(PAGE TEXT):
1. Foreign Loan Program: 38

New Funds and the Russian Loan. Mr. White suggested that the discussions of the foreign loan program begin with the major issue of how much Congress be asked to make available. Mr. Clayton then raised the question of the loan to the U.S.S.R. saying that State considered that $1 billion must be considered as set aside for the U.S.S.R. and therefore the real difference between Alternative “A” and Alternative “B” in NAC Document No. 59 was $500 million. He emphasized that a written application for a $1 billion loan had been received on August 28, 1945, from the Soviet Union and that recently the State Department had received inquiries from the Russians as to the status of this request. It was fortunate that this application was for a $1 billion Export-Import Bank loan because it meant that the application for $6 billion loan was not being pressed.

Mr. Clayton and Mr. Collado indicated that the State Department was contemplating telling the Russians within a few days that this Government was prepared to consider the Russian application and other matters affecting the economic relations between the two countries, including commercial policy, Russian bilateral trade agreements with Eastern European countries, lend-lease settlements, adherence to Bretton Woods, and other matters. These discussions might well take six months, but it was desirable to start negotiations quickly. The Chairman expressed agreement with the State Department’s position.

Mr. Eccles urged the desirability of being able to tell Congress that we could get through 1946 without additional funds and this could be done if the $1 billion set aside for Russia was used for other purposes. Mr. Eccles maintained that any loan to Russia should have special approval by Congress. The other members emphasized that this approach might constitute an invitation to the Russians to ask for a larger amount and that Congressional authorization had already been obtained.

The question of terms of the Russian loan was discussed and it was pointed out that the Russian application spoke of 2⅜ percent interest. It was agreed that any statement on Russia would be given orally to Congress and would not be included in the proposed document.

China. In connection with discussions of the amount to be requested, [Page 1422] Mr. Clayton said that $500 million would probably have to be lent to China. It was expected that General Marshall would take this position.

Philippines. The question of including the Philippines in the list of possible loan recipients was discussed and it was agreed that it was not desirable to eliminate the Philippines from any such listing.

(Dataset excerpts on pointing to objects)
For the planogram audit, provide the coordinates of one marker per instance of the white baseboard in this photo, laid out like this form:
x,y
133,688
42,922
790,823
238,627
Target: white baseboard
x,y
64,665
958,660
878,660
---
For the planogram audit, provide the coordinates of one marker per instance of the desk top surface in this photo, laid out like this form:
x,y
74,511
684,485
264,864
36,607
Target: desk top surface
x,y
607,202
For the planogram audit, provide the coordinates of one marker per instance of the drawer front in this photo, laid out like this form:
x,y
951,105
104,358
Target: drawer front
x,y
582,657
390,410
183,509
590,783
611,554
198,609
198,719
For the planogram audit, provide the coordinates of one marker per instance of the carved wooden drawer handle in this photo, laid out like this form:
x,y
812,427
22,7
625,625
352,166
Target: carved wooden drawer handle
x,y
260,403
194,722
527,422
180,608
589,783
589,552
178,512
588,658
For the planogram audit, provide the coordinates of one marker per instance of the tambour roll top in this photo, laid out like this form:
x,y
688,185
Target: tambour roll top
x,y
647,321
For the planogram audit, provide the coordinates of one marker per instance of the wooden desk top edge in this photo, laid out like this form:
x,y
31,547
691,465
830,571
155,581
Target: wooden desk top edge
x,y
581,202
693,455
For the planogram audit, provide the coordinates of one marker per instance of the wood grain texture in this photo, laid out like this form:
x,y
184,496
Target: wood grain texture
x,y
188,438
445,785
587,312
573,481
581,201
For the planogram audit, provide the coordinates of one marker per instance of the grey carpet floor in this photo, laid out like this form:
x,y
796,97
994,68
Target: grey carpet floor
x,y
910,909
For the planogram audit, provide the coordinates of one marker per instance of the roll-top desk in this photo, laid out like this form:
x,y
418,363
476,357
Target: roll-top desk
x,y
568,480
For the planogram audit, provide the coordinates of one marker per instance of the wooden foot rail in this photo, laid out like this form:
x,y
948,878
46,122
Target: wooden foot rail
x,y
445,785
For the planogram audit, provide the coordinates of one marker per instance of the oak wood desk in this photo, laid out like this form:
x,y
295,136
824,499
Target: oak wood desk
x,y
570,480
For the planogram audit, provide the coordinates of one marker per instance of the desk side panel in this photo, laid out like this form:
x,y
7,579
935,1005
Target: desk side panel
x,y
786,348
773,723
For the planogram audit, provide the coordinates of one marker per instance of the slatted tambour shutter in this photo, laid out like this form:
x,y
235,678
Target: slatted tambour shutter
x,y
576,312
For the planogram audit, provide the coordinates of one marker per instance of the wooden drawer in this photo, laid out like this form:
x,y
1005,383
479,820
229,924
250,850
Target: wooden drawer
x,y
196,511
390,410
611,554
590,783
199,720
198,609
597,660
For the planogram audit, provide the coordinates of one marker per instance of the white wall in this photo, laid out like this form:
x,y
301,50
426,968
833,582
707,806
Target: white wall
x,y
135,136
==
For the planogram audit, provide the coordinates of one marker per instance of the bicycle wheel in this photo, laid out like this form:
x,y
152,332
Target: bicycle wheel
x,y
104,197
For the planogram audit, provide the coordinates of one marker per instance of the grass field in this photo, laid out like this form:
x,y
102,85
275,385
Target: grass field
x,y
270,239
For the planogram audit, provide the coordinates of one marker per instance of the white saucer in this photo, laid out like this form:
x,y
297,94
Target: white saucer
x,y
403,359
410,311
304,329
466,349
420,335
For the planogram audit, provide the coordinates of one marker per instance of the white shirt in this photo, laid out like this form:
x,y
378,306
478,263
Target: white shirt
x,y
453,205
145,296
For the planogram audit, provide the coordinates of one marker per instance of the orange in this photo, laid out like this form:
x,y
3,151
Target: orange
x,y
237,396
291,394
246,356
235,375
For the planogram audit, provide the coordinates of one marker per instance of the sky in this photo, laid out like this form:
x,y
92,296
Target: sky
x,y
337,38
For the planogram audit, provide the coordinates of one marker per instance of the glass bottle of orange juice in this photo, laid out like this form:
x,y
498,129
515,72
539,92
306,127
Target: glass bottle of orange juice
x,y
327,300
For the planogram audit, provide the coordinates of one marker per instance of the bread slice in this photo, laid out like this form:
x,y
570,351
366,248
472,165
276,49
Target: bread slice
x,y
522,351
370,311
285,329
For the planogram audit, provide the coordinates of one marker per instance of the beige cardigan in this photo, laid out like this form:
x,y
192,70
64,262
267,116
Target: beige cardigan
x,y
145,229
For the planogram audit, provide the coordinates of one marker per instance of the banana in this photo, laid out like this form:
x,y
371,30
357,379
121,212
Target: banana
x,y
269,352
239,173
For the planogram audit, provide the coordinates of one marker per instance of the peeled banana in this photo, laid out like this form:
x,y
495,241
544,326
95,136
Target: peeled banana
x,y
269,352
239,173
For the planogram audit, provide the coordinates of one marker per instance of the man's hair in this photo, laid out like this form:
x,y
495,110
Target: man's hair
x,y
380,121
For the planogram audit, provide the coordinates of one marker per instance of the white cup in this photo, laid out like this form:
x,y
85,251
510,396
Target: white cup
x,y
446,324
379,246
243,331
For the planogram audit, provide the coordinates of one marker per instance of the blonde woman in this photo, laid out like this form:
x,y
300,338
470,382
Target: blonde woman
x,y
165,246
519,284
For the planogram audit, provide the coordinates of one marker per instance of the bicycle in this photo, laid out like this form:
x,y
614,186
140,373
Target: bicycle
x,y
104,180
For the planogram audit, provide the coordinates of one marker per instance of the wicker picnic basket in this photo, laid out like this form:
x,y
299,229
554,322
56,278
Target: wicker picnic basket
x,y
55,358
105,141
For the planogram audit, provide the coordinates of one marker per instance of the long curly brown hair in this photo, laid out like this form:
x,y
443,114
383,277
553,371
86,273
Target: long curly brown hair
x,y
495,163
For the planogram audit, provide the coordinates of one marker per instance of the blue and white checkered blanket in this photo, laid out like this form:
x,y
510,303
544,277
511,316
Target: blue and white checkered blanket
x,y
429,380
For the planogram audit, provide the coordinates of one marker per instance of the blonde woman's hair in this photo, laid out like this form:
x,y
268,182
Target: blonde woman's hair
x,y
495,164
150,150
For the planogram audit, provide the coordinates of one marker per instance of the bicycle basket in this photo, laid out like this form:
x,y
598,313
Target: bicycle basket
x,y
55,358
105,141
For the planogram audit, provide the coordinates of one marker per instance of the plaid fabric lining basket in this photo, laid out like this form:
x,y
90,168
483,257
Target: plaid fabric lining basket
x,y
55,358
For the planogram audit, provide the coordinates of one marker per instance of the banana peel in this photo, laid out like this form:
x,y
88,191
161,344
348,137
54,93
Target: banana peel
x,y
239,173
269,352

(EXERCISE TASKS):
[1] Translate this sentence from the foreign loan text into Spanish: "The Chairman expressed agreement with the State Department’s position."
[2] Carry on the foreign loan text from its last sentence, the one about the Philippines.

(ANSWERS FOR THE TASKS):
[1] El Presidente expresó su acuerdo con la posición del Departamento de Estado.

[2]
Latin America. The Chairman suggested the desirability of further discussions with regard to figures for Latin America and other countries. During these discussions, the Chairman, Mr. Eccles, and Mr. White emphasized the strong gold and dollar position of most of the Latin American countries. Mr. Clayton indicated that he was prepared to reduce the Latin American figure to $150 million, while Mr. Martin and Mr. Collado stressed the desirability of making provision for continued lending to Latin America.

Other Countries Figure. With regard to figure for other countries, Mr. Clayton indicated that he was prepared to see the figure pared down to $150 million. In this connection the Chairman again emphasized his eagerness to pare down the final dollar figure as much as possible and expressed agreement with Mr. Eccles who stated that the loans during the coming period should be made essentially on the basis of lack of dollar and gold exchange. The Chairman said that he felt that the more conservative the figure, the better the Congressional response would be.

Eastern European Countries. Some discussion was also held with regard to the reasons for the changes in the suggested figures listed for the Eastern European countries. Mr. Collado pointed out that further study had been given to these countries and he felt that the new set of figures in Alternative “A” were better than those which had been originally proposed.

Netherlands. The Chairman informed the Council that the possibility of a $200 million loan to the Netherlands had been explored with him, $100 million to be taken by the private capital markets. The Chairman indicated that he felt it desirable to encourage such loans as a means of encouraging private capital participation in lending to foreign governments. He said that he felt that such loans would strengthen the administration’s position with regard to the British loan particularly with respect to the ability of the British to repay the loan.

UNRRA . Mr. Eccles raised the question of whether UNRRA could not carry some of the burden of the lending program. Mr. Clayton replied that he had assured Congress that UNRRA would be finished by the end of 1946, except in the Far Eastern area where it would continue into 1047 [1947] and after that UNRRA was finished and it had been so written into the legislation.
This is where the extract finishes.